Texto de lectura —
———

Su nombre es Gabriel Osmundo Gómez y nació en La Habana en 1856. Era hijo de una mulata y de un español, uno de los tantos que en esa época emigraron a Cuba. Al matrimonio no debió haberle ido mal económicamente, pues enviaron a Gabriel y a Aurelio, su hermano mayor, a estudiar en España. Inicialmente vivieron en Bilbao, en cuyo instituto el futuro artista ingresó en 1867. Un par de años más tarde se trasladó a Valladolid, donde terminó el bachillerato en 1871. Al cumplir los quince años, se matriculó en la Facultad de Derecho, pero paralelamente empezó a estudiar Dibujo de Figura en la Academia Provincial de Bellas Artes.

Estos últimos estudios contribuyeron a que definiese su vocación artística. No obstante, continuó los de Derecho, pues eran una imposición de su familia. Pero las bajas calificaciones que obtuvo ponen de manifiesto la falta de interés con que los cursaba. Eso no le impidió graduarse como Licenciado de Civil y canónico en 1876. Mas para entonces estaba decididamente inclinado por la pintura, y al año siguiente empezó en la escuela local de Bellas Artes, con el propósito de completar lo que hasta ese momento había aprendido. Allí, por el contrario, consiguió buenas notas y además obtuvo varios premios de primera y segunda clase en los concursos académicos.

Aquellas obras con las que participó deben haber dado ya suficientes muestras de su talento, pues en 1882 la Real Academia, atendiendo a sus limitaciones económicas, solicitó a las instituciones locales que se le ayudase. El Ayuntamiento escuchó la petición y acordó conceder al joven artista una pensión por tres años, para que pudiera ampliar sus estudios. Gabriel o El Mulato, como ya se le conocía, residía entonces en Madrid, aunque pasó breves temporadas en Valladolid y Santander. Tras terminar aquella pensión, en 1886 la Diputación Provincial le asignó una subvención de 1,250 pesetas, que el pintor disfrutó por dos años.

———

Ejercicio 1 —
Cuenta las líneas de los registros de abajo que contienen la cadena "jeans" y responde solo con el número.

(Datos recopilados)
———

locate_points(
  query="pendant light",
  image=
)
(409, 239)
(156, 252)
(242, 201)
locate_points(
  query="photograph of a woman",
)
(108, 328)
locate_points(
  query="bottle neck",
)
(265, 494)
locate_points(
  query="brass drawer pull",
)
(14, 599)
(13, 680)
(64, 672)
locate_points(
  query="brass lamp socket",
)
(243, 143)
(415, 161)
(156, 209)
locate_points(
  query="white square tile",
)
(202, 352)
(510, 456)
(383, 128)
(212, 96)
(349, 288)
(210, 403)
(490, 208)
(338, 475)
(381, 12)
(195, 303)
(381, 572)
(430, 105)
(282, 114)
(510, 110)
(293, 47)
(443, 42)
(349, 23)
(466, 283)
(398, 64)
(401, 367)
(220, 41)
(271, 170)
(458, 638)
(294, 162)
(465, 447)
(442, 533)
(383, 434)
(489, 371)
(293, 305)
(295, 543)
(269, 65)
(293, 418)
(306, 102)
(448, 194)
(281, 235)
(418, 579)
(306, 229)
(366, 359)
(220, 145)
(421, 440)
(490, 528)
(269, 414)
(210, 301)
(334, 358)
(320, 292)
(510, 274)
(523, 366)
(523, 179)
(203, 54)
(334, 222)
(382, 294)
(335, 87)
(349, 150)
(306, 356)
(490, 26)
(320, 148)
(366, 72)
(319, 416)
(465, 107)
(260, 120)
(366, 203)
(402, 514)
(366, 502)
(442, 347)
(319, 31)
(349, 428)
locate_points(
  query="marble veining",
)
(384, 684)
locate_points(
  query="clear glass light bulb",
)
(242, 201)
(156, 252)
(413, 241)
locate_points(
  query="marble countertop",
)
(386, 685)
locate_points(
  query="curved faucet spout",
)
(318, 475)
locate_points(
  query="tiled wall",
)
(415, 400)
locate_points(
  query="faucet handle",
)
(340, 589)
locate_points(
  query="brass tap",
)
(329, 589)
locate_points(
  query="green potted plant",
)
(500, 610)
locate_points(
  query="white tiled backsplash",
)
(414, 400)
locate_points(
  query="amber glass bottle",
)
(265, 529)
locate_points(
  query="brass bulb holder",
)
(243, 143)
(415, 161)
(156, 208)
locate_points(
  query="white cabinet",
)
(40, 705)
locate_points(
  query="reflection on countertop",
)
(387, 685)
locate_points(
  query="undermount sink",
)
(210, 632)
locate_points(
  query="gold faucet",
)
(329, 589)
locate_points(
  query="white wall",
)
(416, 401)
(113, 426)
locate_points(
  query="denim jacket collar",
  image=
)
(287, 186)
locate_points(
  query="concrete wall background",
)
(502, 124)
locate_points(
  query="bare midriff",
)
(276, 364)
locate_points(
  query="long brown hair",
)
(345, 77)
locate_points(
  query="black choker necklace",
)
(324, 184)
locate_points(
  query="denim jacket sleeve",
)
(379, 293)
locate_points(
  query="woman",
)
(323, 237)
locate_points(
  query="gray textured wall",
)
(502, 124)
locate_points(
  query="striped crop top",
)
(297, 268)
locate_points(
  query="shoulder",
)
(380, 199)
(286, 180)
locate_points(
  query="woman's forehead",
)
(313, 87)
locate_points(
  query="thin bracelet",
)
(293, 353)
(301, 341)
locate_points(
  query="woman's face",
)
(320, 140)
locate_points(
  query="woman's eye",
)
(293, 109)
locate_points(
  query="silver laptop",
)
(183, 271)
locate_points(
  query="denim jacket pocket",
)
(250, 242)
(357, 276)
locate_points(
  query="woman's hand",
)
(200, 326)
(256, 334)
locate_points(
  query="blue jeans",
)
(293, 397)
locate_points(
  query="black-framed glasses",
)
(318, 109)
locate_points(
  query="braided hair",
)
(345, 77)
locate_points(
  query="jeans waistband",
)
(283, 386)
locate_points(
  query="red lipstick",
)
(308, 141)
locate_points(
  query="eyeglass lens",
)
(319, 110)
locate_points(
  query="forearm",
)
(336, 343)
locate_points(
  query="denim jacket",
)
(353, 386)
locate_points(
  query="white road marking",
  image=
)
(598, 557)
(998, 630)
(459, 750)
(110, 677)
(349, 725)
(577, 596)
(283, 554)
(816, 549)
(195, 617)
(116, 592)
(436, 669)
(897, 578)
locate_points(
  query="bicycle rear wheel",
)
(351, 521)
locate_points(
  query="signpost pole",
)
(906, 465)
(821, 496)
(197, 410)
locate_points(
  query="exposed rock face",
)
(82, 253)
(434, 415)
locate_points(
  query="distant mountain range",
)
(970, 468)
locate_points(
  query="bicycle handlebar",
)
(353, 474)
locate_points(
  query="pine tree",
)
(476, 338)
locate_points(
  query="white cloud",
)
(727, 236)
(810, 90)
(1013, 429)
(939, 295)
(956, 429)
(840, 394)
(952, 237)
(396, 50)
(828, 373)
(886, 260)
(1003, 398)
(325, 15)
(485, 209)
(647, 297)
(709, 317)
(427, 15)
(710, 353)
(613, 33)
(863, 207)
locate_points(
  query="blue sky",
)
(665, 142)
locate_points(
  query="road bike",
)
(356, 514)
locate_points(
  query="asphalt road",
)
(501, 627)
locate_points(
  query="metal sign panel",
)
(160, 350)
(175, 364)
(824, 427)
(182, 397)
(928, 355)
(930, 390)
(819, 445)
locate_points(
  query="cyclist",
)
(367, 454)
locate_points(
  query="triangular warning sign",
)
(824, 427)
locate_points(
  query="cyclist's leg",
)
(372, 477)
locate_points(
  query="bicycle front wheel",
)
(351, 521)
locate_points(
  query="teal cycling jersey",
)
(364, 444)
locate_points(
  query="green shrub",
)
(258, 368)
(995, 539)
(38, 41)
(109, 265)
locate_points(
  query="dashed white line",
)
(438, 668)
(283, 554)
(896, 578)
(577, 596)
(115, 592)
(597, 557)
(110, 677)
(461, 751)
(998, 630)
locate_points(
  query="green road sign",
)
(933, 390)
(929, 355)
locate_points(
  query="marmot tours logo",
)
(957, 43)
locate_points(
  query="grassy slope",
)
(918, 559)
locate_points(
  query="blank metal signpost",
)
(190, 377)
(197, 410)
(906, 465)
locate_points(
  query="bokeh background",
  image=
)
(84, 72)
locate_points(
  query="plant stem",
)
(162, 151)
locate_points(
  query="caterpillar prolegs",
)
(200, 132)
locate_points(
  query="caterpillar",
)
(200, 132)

———

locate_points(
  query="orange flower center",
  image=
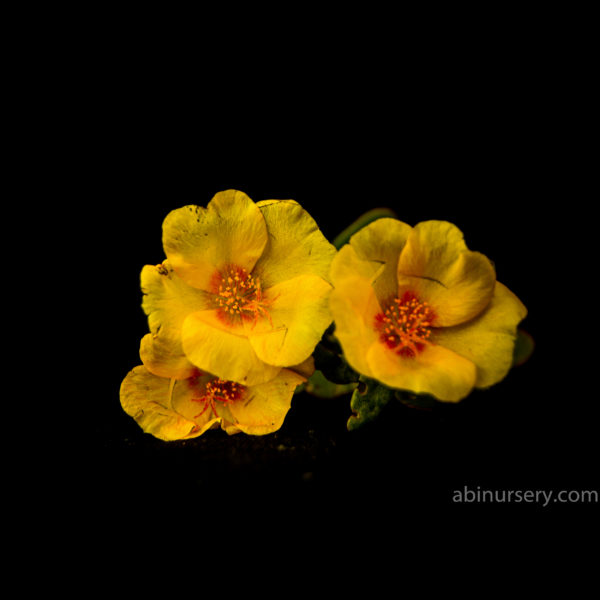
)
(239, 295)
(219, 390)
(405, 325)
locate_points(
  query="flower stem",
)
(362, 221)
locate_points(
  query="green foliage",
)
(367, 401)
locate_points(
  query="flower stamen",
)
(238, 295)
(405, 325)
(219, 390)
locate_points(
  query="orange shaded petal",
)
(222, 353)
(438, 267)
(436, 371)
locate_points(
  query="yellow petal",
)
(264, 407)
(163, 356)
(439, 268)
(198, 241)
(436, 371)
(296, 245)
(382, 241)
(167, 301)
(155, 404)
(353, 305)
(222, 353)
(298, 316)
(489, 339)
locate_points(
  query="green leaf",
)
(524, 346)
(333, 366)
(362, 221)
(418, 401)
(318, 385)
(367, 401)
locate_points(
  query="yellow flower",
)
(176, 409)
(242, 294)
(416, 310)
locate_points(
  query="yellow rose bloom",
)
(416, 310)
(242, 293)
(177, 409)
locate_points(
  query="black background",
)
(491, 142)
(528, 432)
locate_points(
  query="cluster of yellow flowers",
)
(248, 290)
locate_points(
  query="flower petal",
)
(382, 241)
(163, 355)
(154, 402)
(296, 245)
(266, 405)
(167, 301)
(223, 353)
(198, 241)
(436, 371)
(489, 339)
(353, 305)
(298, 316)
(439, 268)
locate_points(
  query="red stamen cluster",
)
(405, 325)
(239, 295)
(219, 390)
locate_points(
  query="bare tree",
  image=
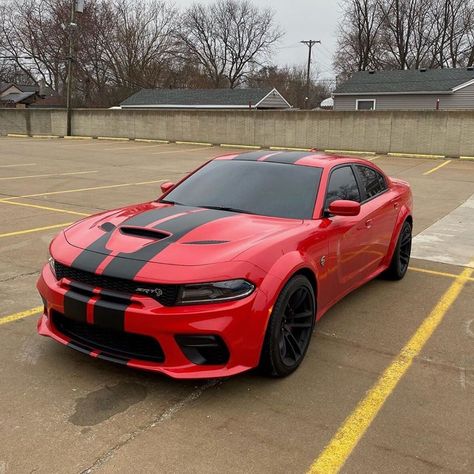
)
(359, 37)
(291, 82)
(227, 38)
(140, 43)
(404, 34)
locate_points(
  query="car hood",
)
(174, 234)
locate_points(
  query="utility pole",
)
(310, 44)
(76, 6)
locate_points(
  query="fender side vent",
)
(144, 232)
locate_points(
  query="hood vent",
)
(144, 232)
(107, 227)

———

Ejercicio 2 —
Copia el fragmento de la biografía de Gabriel Osmundo Gómez que empieza en "Aquellas obras con" y termina en "por dos años.", sustituyendo "Ayuntamiento" por "Cabildo".

Respuesta escrita 1 —
2

Respuesta escrita 2 —
Aquellas obras con las que participó deben haber dado ya suficientes muestras de su talento, pues en 1882 la Real Academia, atendiendo a sus limitaciones económicas, solicitó a las instituciones locales que se le ayudase. El Cabildo escuchó la petición y acordó conceder al joven artista una pensión por tres años, para que pudiera ampliar sus estudios. Gabriel o El Mulato, como ya se le conocía, residía entonces en Madrid, aunque pasó breves temporadas en Valladolid y Santander. Tras terminar aquella pensión, en 1886 la Diputación Provincial le asignó una subvención de 1,250 pesetas, que el pintor disfrutó por dos años.